• **WHAT YOU NEED TO DO**: Only the text belongs in the copy: repeat each record exactly, without pictures.

• **DATA SECTION**:
------
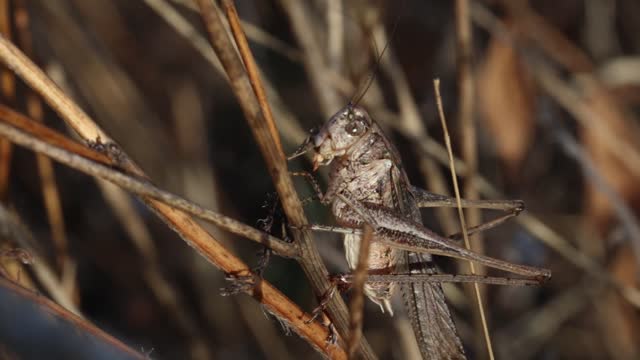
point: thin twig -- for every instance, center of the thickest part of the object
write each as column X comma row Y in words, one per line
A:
column 310, row 260
column 50, row 191
column 53, row 315
column 357, row 301
column 436, row 85
column 274, row 301
column 12, row 127
column 8, row 90
column 466, row 89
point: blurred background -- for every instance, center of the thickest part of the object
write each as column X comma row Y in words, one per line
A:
column 556, row 95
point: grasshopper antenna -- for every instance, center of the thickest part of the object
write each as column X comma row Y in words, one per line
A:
column 372, row 75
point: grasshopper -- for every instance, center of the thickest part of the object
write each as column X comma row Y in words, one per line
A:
column 367, row 184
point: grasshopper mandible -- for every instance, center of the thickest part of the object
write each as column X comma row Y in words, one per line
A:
column 367, row 184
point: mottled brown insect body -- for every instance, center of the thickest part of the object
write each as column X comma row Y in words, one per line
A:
column 366, row 169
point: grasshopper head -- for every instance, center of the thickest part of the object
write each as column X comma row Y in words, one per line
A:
column 339, row 134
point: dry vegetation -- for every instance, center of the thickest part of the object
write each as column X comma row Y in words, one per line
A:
column 543, row 109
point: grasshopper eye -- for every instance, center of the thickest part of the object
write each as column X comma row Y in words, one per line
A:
column 355, row 128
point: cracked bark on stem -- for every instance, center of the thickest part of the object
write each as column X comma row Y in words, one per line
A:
column 469, row 143
column 310, row 259
column 190, row 231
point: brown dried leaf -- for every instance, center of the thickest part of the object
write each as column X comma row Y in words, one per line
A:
column 507, row 101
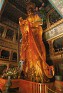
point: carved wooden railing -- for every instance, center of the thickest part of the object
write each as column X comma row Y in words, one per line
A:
column 33, row 87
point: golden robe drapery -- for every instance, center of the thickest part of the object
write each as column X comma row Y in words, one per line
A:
column 32, row 49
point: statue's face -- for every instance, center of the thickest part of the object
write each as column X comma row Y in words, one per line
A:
column 30, row 11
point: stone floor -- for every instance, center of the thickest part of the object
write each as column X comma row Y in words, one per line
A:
column 54, row 87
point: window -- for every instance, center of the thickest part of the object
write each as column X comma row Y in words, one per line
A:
column 5, row 54
column 9, row 34
column 14, row 56
column 1, row 30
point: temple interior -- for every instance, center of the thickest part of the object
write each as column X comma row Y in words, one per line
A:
column 31, row 46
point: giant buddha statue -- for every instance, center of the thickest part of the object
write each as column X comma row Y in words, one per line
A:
column 33, row 51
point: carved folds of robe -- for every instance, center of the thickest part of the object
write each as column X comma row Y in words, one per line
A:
column 32, row 49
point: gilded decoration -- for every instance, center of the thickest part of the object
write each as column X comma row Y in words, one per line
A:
column 32, row 49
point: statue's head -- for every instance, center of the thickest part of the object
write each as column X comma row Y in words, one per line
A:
column 30, row 8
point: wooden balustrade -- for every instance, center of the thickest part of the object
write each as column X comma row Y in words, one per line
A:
column 31, row 87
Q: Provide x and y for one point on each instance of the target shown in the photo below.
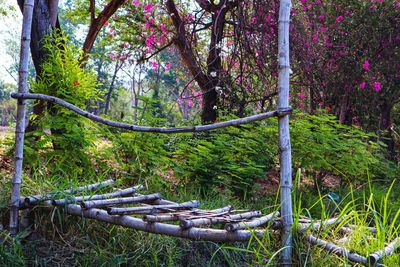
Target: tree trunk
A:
(385, 128)
(44, 21)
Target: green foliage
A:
(322, 143)
(141, 155)
(231, 158)
(11, 253)
(71, 134)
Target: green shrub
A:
(231, 158)
(321, 143)
(60, 132)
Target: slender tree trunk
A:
(385, 129)
(21, 113)
(43, 22)
(284, 134)
(118, 66)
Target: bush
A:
(231, 158)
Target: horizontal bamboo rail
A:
(153, 208)
(215, 235)
(119, 201)
(332, 248)
(186, 215)
(251, 224)
(37, 198)
(388, 250)
(118, 193)
(137, 128)
(205, 221)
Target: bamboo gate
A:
(151, 213)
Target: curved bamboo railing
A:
(199, 128)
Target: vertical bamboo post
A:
(284, 134)
(21, 112)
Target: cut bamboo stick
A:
(153, 208)
(42, 197)
(137, 128)
(332, 248)
(118, 193)
(251, 224)
(185, 215)
(21, 114)
(375, 257)
(285, 149)
(118, 201)
(185, 224)
(214, 235)
(318, 225)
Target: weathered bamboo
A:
(118, 201)
(284, 133)
(214, 235)
(332, 248)
(153, 208)
(375, 257)
(21, 114)
(37, 198)
(185, 224)
(318, 225)
(251, 224)
(118, 193)
(182, 216)
(200, 128)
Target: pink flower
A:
(154, 65)
(148, 8)
(168, 67)
(339, 19)
(377, 86)
(366, 65)
(135, 3)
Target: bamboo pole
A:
(153, 208)
(118, 193)
(375, 257)
(332, 248)
(21, 113)
(284, 133)
(118, 201)
(136, 128)
(185, 224)
(42, 197)
(251, 224)
(215, 235)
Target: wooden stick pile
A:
(186, 220)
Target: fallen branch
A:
(318, 225)
(185, 224)
(136, 128)
(215, 235)
(118, 201)
(251, 224)
(118, 193)
(153, 208)
(388, 250)
(37, 198)
(332, 248)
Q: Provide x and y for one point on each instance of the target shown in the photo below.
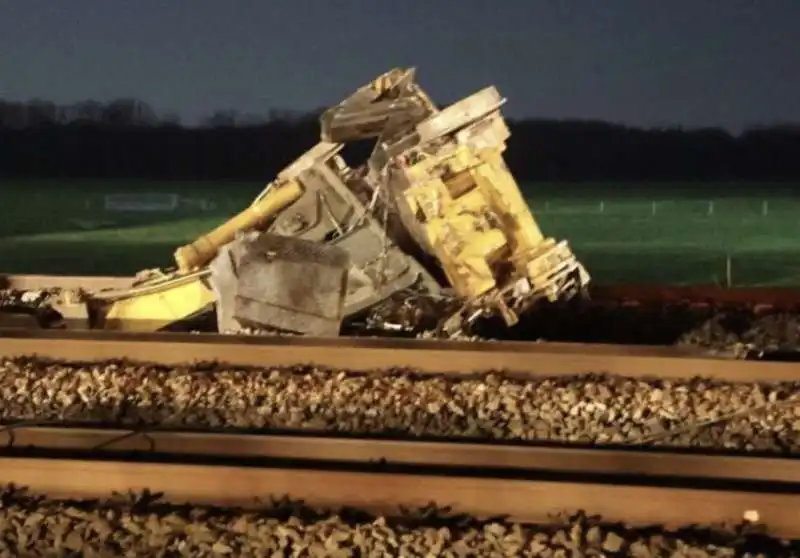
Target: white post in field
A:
(729, 271)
------
• **RESPONSE BOX**:
point: thin twig -- for every instance, center of the thickest part of the object
write each as column X comma row Y in words, one per line
A:
column 310, row 260
column 50, row 191
column 53, row 315
column 357, row 301
column 436, row 85
column 274, row 301
column 12, row 127
column 8, row 90
column 466, row 89
point: blurred background -- for every instance, center of the thickest part of the object
write each as column X comma row Y in words, one per line
A:
column 556, row 95
point: grasshopper antenna -- for every instance, center of the thickest part of the object
write each as column X comma row Y in words, one per line
A:
column 372, row 75
point: grasshopper -- for every instance, center of the thickest part of the object
write each as column X comma row Y in words, one per line
A:
column 367, row 184
point: grasshopper mandible -- for every instance, center of the thickest part of the object
write each as column X comma row Y in words, one per line
A:
column 367, row 184
point: mottled brown insect body -- for every instance, center of the thickest part of the object
write each as column X comma row Y in words, one per line
A:
column 366, row 169
point: grasshopper head -- for every instance, center of the thickest part of the object
write each as column X comma row Y in words, one per line
A:
column 339, row 134
point: dry vegetation -- for every instance, center of the thickest part of the object
write each as column X comma row Y in words, one per line
A:
column 543, row 109
point: grasshopper eye -- for every instance, center of the thickest part of the object
write each as column X comma row Y in words, one per line
A:
column 355, row 128
point: cracked bark on stem -- for every instance, center of the thickest part of the object
write each as column X comma row Y in words, one per line
A:
column 469, row 143
column 310, row 259
column 190, row 231
point: brown dried leaf -- for every instance, center of the thickest part of the object
write each as column X comma row Y in words, one per line
A:
column 507, row 101
point: carved wooden railing -- for every instance, center of the thickest part of the object
write each as column X comma row Y in words, one per line
A:
column 33, row 87
point: golden robe drapery -- for every instance, center of the thickest part of the object
write each as column X comma row Y in words, one per line
A:
column 32, row 49
point: statue's face -- for every instance, center of the thickest part of the object
write each as column X comma row Y in words, one per line
A:
column 30, row 11
point: stone floor -- for every instance, center of the thickest part of the object
write each as column X comma row Y in words, one per line
A:
column 54, row 87
point: window -- for every instance, center of the thickest part of the object
write each as column X comma row Y in words, one per line
A:
column 5, row 54
column 9, row 34
column 14, row 56
column 1, row 30
point: temple interior -- for every instance, center of the thickest part of the object
write each as column X comma row Y in words, one per line
A:
column 31, row 46
point: giant buddha statue -- for every instance, center of the thickest part of the object
write each as column X comma row Y in words, one per line
A:
column 33, row 51
point: carved folds of robe -- for every instance, center of the thickest part of the object
write each as column X comma row Y in words, one per line
A:
column 32, row 49
point: gilded decoration -- for every instance, center of the thickest part of the object
write each as column X comma row Y in words, one per line
A:
column 32, row 49
point: statue's head -- for every instance, center of the thickest part of the object
write each as column X comma row Y in words, one per line
A:
column 30, row 8
point: wooden balustrade -- for every instance, center of the thickest part of the object
write each as column X comma row Y in words, one per line
A:
column 31, row 87
Q: Provide x and y for one point on each instance of the target shown in the photo below.
Target: tree trunk
A:
(385, 128)
(44, 21)
Target: green foliage
A:
(322, 143)
(141, 155)
(231, 158)
(11, 253)
(71, 134)
Target: green shrub
A:
(231, 158)
(321, 143)
(60, 132)
Target: slender tree trunk
A:
(385, 129)
(21, 113)
(43, 22)
(284, 134)
(118, 66)
Target: bush
A:
(231, 158)
Target: horizontal bamboo rail
A:
(153, 208)
(215, 235)
(119, 201)
(332, 248)
(186, 215)
(251, 224)
(37, 198)
(388, 250)
(118, 193)
(137, 128)
(205, 221)
Target: bamboo gate
A:
(151, 213)
Target: curved bamboo railing
A:
(199, 128)
Target: vertical bamboo post
A:
(284, 134)
(21, 112)
Target: cut bamboo stick
A:
(153, 208)
(42, 197)
(137, 128)
(332, 248)
(118, 193)
(251, 224)
(185, 215)
(21, 114)
(375, 257)
(285, 149)
(118, 201)
(185, 224)
(214, 235)
(318, 225)
Target: weathered bamboo
A:
(118, 201)
(284, 133)
(214, 235)
(332, 248)
(153, 208)
(375, 257)
(21, 114)
(37, 198)
(185, 224)
(318, 225)
(251, 224)
(118, 193)
(182, 216)
(200, 128)
Target: pink flower
A:
(154, 65)
(148, 8)
(168, 67)
(339, 19)
(377, 86)
(366, 65)
(135, 3)
Target: bamboo pole
A:
(153, 208)
(118, 193)
(375, 257)
(332, 248)
(21, 113)
(284, 133)
(118, 201)
(136, 128)
(185, 224)
(42, 197)
(251, 224)
(215, 235)
Target: wooden stick pile
A:
(186, 220)
Target: fallen branch
A:
(318, 225)
(185, 224)
(136, 128)
(215, 235)
(118, 201)
(251, 224)
(118, 193)
(153, 208)
(388, 250)
(37, 198)
(332, 248)
Q: Provide x and y for one point on each instance of the target shown in the photo below.
Target: white post in field
A:
(729, 271)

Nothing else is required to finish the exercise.